Task:
It is required that all of the data be written out exactly.

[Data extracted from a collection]
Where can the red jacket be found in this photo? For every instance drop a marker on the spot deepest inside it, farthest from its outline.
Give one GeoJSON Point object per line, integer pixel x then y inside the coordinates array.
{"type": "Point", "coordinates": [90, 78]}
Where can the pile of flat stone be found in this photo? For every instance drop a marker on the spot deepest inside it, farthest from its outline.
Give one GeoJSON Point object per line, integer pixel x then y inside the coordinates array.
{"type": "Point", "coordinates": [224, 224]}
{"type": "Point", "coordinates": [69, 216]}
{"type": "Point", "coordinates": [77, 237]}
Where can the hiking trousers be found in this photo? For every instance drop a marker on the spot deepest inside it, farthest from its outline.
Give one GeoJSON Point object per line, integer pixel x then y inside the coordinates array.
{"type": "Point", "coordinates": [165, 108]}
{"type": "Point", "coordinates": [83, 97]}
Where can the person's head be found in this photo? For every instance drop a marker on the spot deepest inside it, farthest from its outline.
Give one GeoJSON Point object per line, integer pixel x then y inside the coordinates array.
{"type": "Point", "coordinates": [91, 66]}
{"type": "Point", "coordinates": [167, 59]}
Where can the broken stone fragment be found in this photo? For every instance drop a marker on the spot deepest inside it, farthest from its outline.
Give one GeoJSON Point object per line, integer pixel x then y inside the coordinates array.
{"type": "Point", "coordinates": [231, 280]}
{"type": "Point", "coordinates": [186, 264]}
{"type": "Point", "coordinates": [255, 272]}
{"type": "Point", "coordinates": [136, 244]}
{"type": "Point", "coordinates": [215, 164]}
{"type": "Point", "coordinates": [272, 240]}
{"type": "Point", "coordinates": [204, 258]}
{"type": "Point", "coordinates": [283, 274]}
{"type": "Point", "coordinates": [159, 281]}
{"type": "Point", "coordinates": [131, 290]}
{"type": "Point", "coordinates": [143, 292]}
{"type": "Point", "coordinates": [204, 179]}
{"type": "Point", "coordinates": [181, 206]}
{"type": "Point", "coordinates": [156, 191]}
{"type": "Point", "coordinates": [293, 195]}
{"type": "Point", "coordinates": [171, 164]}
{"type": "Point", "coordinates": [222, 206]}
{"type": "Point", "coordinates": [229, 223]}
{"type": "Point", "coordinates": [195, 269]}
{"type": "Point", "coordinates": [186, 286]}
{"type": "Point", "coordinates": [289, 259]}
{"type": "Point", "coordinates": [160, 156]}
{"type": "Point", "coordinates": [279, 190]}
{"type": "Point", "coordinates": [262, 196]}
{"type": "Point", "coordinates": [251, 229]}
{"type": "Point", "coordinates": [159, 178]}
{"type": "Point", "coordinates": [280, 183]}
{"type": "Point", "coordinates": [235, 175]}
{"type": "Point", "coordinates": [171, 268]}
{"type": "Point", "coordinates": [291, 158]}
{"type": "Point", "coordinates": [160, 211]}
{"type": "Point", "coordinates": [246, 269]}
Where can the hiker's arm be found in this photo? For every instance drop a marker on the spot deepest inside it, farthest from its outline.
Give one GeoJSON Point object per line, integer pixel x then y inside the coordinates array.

Full solution:
Where can the red jacket be found in this photo? For every instance drop a marker on the spot deepest inside it, farthest from its outline.
Give one GeoJSON Point object per line, integer pixel x then y inside the coordinates array.
{"type": "Point", "coordinates": [90, 78]}
Where can the pile of flat stone be found in this photo? For every instance drop a marker on the spot deepest inside it, farthest from its outline.
Give one GeoJSON Point object per line, integer pixel x then y inside the coordinates array.
{"type": "Point", "coordinates": [224, 224]}
{"type": "Point", "coordinates": [69, 216]}
{"type": "Point", "coordinates": [77, 237]}
Where can the hiking trousers be found in this photo? For every instance drop a marker on the spot deepest inside it, farthest from its outline.
Give one GeoJSON Point object per line, integer pixel x then y inside the coordinates array.
{"type": "Point", "coordinates": [165, 108]}
{"type": "Point", "coordinates": [83, 97]}
Where can the person's head be found in this photo? For every instance drop a marker on the spot deepest inside it, farthest from its outline.
Give one GeoJSON Point object per line, integer pixel x then y inside the coordinates array.
{"type": "Point", "coordinates": [91, 66]}
{"type": "Point", "coordinates": [167, 59]}
Where can the broken stone fragment be found in this photo? For every instance drop a marker on the spot deepest inside it, farthest from its outline.
Give one GeoJSON Point object per line, integer pixel x then y inside the coordinates array.
{"type": "Point", "coordinates": [231, 280]}
{"type": "Point", "coordinates": [186, 264]}
{"type": "Point", "coordinates": [255, 272]}
{"type": "Point", "coordinates": [136, 244]}
{"type": "Point", "coordinates": [215, 164]}
{"type": "Point", "coordinates": [272, 240]}
{"type": "Point", "coordinates": [204, 258]}
{"type": "Point", "coordinates": [283, 274]}
{"type": "Point", "coordinates": [159, 281]}
{"type": "Point", "coordinates": [131, 290]}
{"type": "Point", "coordinates": [143, 292]}
{"type": "Point", "coordinates": [204, 179]}
{"type": "Point", "coordinates": [181, 206]}
{"type": "Point", "coordinates": [156, 191]}
{"type": "Point", "coordinates": [293, 195]}
{"type": "Point", "coordinates": [171, 164]}
{"type": "Point", "coordinates": [222, 206]}
{"type": "Point", "coordinates": [229, 223]}
{"type": "Point", "coordinates": [195, 269]}
{"type": "Point", "coordinates": [186, 286]}
{"type": "Point", "coordinates": [289, 259]}
{"type": "Point", "coordinates": [160, 156]}
{"type": "Point", "coordinates": [279, 190]}
{"type": "Point", "coordinates": [262, 196]}
{"type": "Point", "coordinates": [251, 229]}
{"type": "Point", "coordinates": [159, 178]}
{"type": "Point", "coordinates": [280, 183]}
{"type": "Point", "coordinates": [235, 175]}
{"type": "Point", "coordinates": [171, 268]}
{"type": "Point", "coordinates": [291, 158]}
{"type": "Point", "coordinates": [160, 211]}
{"type": "Point", "coordinates": [246, 269]}
Where can the hiker's arm be found in this photo? For every instance drop a marker on the spot deepest inside it, farthest from its outline.
Give one GeoJSON Point object per line, integer pixel x then y inside the coordinates array.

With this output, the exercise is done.